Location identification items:

--- START ---

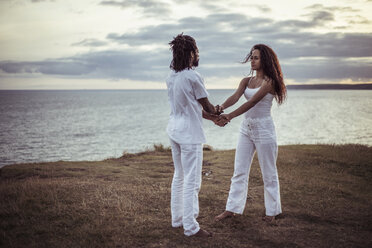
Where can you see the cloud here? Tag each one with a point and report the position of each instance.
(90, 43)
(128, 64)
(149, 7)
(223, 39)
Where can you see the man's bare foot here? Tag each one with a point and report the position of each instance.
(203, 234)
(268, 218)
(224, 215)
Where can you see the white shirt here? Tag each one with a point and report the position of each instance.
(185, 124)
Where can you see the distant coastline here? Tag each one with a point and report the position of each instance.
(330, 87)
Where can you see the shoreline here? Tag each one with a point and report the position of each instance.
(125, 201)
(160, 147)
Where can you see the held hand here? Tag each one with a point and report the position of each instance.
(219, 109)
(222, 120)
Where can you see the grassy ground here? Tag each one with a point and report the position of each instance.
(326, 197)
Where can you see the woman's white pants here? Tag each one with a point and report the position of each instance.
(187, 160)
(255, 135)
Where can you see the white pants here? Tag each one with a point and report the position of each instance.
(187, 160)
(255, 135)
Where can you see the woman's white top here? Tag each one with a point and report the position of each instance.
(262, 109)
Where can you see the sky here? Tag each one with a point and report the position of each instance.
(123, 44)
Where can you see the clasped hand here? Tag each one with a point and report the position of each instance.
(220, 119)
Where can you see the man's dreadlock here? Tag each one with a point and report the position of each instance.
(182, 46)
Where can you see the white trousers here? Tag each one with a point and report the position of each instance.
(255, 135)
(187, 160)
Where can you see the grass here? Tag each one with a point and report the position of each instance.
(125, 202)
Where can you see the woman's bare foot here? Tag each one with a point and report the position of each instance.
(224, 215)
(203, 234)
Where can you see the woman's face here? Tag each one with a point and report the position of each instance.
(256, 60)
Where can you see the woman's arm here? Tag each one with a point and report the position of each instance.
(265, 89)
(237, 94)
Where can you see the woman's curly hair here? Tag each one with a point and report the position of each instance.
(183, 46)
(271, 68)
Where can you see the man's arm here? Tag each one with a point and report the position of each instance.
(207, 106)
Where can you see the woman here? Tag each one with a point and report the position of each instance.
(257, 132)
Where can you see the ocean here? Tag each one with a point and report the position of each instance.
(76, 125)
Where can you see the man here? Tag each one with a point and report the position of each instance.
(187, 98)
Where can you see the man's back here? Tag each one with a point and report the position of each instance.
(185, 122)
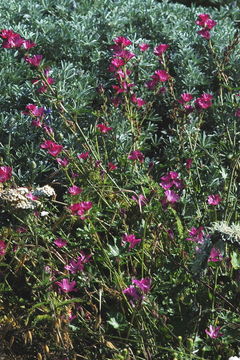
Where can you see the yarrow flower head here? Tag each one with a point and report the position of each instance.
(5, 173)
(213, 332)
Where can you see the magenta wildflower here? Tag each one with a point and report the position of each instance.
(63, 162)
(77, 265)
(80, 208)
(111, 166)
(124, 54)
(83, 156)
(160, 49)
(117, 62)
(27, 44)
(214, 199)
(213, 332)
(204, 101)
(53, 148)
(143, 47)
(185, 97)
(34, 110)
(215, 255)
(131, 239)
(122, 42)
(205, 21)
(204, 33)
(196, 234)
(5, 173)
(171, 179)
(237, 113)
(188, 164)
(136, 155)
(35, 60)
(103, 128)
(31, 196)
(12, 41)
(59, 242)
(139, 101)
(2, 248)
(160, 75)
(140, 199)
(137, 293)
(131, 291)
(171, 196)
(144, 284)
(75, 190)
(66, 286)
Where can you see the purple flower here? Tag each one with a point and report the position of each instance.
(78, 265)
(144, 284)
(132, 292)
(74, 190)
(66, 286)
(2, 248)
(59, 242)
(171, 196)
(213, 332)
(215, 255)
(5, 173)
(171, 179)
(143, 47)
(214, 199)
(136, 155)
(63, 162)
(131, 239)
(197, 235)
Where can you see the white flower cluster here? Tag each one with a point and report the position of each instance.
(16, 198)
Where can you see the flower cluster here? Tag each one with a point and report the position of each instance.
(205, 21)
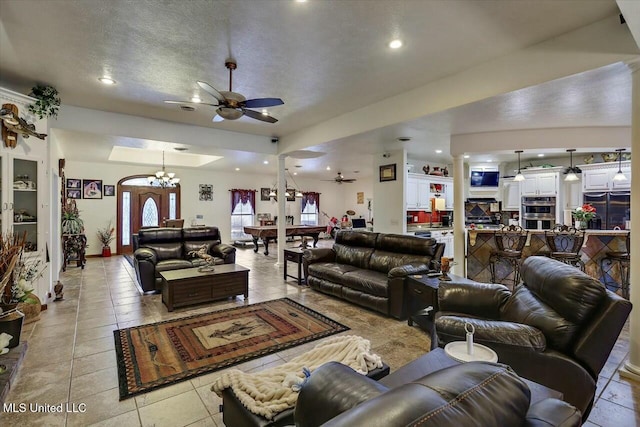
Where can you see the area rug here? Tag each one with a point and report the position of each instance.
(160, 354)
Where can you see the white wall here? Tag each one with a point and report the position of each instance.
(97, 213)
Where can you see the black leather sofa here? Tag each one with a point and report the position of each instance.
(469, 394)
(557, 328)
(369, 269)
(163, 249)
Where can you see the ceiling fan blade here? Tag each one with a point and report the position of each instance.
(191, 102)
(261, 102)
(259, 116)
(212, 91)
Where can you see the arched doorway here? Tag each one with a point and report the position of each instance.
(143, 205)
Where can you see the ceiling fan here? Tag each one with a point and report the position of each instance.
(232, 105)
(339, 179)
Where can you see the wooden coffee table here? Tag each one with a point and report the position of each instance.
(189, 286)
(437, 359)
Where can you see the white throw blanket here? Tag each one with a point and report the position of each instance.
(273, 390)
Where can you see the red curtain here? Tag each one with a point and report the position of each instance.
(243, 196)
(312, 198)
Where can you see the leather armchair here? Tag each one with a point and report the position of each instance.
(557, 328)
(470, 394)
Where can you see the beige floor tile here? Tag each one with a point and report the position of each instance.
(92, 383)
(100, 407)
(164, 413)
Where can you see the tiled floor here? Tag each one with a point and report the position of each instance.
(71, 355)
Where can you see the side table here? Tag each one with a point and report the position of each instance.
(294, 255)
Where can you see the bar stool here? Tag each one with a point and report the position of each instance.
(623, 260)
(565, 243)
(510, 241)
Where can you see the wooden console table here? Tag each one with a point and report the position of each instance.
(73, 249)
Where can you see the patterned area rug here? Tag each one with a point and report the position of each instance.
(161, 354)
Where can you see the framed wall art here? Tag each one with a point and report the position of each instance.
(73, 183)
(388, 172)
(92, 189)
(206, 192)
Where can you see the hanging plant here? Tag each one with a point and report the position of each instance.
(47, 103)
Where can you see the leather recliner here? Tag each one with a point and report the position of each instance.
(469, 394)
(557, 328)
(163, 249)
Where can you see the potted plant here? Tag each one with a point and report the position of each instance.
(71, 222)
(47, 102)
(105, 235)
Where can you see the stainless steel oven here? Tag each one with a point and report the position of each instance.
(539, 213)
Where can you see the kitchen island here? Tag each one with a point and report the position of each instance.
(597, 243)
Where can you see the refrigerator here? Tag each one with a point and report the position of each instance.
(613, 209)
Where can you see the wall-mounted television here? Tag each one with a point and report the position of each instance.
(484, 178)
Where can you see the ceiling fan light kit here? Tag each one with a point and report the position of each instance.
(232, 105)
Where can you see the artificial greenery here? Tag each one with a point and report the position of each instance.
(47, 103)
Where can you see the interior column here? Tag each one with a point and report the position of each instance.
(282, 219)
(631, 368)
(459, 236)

--- END ---

■ What is expected
Write out again every line above exactly as given; the pictures do not belong in the copy.

■ Worked solution
Where can you see the cloud here? Tag each one with a point and report the position of each instance.
(90, 43)
(128, 64)
(149, 7)
(223, 39)
Where can you see the man's bare foot here? Tag each one with a point and report the position of each instance.
(203, 234)
(268, 218)
(224, 215)
Where can you see the white shirt here? Tag each one with a point and report the position of each instance.
(185, 124)
Where can you see the distant coastline here? Tag each one with a point and report the position of each instance.
(330, 87)
Where can you see the shoreline here? Tag each one with a point and report the position of each instance.
(125, 201)
(160, 147)
Where can you see the held hand here? Tag each one with a point and report the position of each instance.
(219, 109)
(222, 120)
Where can you see the grassy ground here? Tag each one with a point and report the position of each instance.
(326, 197)
Where can you see the woman's white pants here? Tag each one with a point and report the position of each instance.
(187, 160)
(255, 135)
Where can you see the white pants here? Tag each one with a point and report the position of each instance.
(187, 160)
(255, 135)
Where can you see the woman's white top here? Tag each one with a point and report the position of each instance.
(262, 109)
Where can you see the sky here? Tag each one with a point and report the position of each instance.
(123, 44)
Where can you see the clasped hand here? Tag each one with a point and report the position of each instance.
(220, 119)
Where can you see the man's dreadlock here? Tag each one with a point and report the position of each instance.
(182, 46)
Where can you see the white trousers here? Tag each one with a point and report the position of each instance.
(255, 135)
(187, 160)
Where can you see the grass here? Tag each one with a point and report the position of each instance.
(125, 202)
Where can you see the woman's bare foot here? Tag each one with a point and report the position of each instance.
(224, 215)
(203, 234)
Where can you see the woman's face here? Tag each one with a point and report the position of each instance.
(256, 60)
Where can you see the woman's arm here? Tag each one with a point and report the position of each instance.
(265, 89)
(237, 94)
Where can you see the woman's curly hair here? Tag each one with a point and report the position of each instance.
(183, 46)
(271, 68)
Where can you see the man's arm here? Tag each one with a point and report the position of each instance.
(207, 106)
Where can you see the woman here? Tag each one with a point and report the position of each instance.
(257, 132)
Where can you see the ocean here? Tag each one with a point and report the position of each instance.
(76, 125)
Where can you see the man here? Tag each one with a point and report the position of each instance.
(187, 98)
Where can you see the man's back here? Tag each one with a point and report the position of each instance.
(185, 122)
Where can you see the yarrow flower head here? Tag each one with a point and report the position of each instance.
(5, 173)
(213, 332)
Where can you see the magenta wildflower here? Tag each one with a point and report the position of each instance.
(63, 162)
(77, 265)
(80, 208)
(111, 166)
(124, 54)
(83, 156)
(160, 49)
(117, 62)
(27, 44)
(214, 199)
(213, 332)
(204, 101)
(53, 148)
(143, 47)
(185, 97)
(34, 110)
(215, 255)
(131, 239)
(122, 42)
(205, 21)
(204, 33)
(196, 234)
(5, 173)
(171, 179)
(237, 113)
(188, 164)
(136, 155)
(35, 60)
(103, 128)
(31, 196)
(12, 41)
(59, 242)
(139, 101)
(2, 248)
(160, 75)
(140, 199)
(137, 293)
(131, 291)
(171, 196)
(144, 284)
(75, 190)
(66, 286)
Where can you see the purple flower here? Tag each one with a point and report the position of each instance.
(78, 265)
(144, 284)
(132, 292)
(74, 190)
(66, 286)
(2, 248)
(59, 242)
(171, 196)
(213, 332)
(215, 255)
(5, 173)
(171, 179)
(143, 47)
(214, 199)
(136, 155)
(63, 162)
(131, 239)
(197, 235)
Where can you see the white flower cluster here? Tag each one with a point and report the position of each instance.
(16, 198)
Where can you see the flower cluster here? Tag each one with a point and report the position of each instance.
(205, 21)
Where can you see the area rug here? Tag each one with a point and report the position of each instance.
(160, 354)
Where can you see the white wall here? Tag each one with a point and report the position of each instance.
(97, 213)
Where can you see the black leather sofa here? Tag each one with a point and report the position of each instance.
(469, 394)
(557, 328)
(369, 269)
(163, 249)
Where can you see the ceiling fan blade here? Tag each one with a point and report the position of each instance.
(191, 102)
(261, 102)
(259, 116)
(212, 91)
Where can you see the arched doorway here? Tag each one with a point and report the position of each instance.
(143, 205)
Where can you see the ceiling fan here? Tag each one with a point and report the position of each instance.
(232, 105)
(339, 179)
Where can you see the wooden coffee table here? Tag each one with a point and report the position of each instance.
(189, 286)
(437, 359)
Where can you see the white throw blanket here? Tag each one with a point and report the position of each instance.
(273, 390)
Where can you see the red curtain here? Tag each one with a point and report the position of each instance.
(243, 196)
(312, 198)
Where can you see the leather armchair here? Tag each one with a point and report the position of each instance.
(557, 328)
(470, 394)
Where can you see the beige floor tile here? Tag each one with a point and report the position of each instance.
(92, 383)
(100, 407)
(164, 413)
Where can you see the tiled floor here? Tag each one with a point and report the position of each instance.
(71, 355)
Where can you see the side table here? Tag each one with a point and report the position of each instance.
(294, 255)
Where can you see the bar stool here? Tag each one with a point and report the position of each instance.
(623, 260)
(565, 243)
(510, 241)
Where can you see the wooden console table here? Tag each one with a point and report the position of each instance.
(73, 249)
Where can you see the patterned area rug here? Tag each one with a point and report the position of each instance.
(161, 354)
Where can you see the framed wall art here? Tag each one with a point and report the position of each instance.
(73, 183)
(388, 172)
(92, 189)
(206, 192)
Where can you see the hanging plant here? Tag each one with a point and report the position of each instance.
(47, 103)
Where can you see the leather recliner here? Tag each one with a point and report the position of each instance.
(469, 394)
(557, 328)
(163, 249)
Where can you see the potted plant here? Tag each one with a point and report the position of each instance.
(71, 222)
(47, 102)
(105, 235)
Where can you see the stainless steel oven here? Tag each one with a point and report the position of each instance.
(539, 213)
Where can you see the kitchen island here? Tag each one with a point and report the position of each instance.
(597, 243)
Where can you see the refrigerator here? Tag each one with a point and report the position of each instance.
(613, 209)
Where can you see the wall-mounted television here? Tag each one with a point and report the position of each instance.
(484, 178)
Where can you see the ceiling fan light kit here? Tag each one with a point and report the position of each instance.
(232, 105)
Where can you see the artificial greenery here? Tag each one with a point and report the position of each instance.
(47, 103)
Where can you see the interior column here? Tag each one with a point and report the position of each instance.
(282, 219)
(631, 368)
(459, 236)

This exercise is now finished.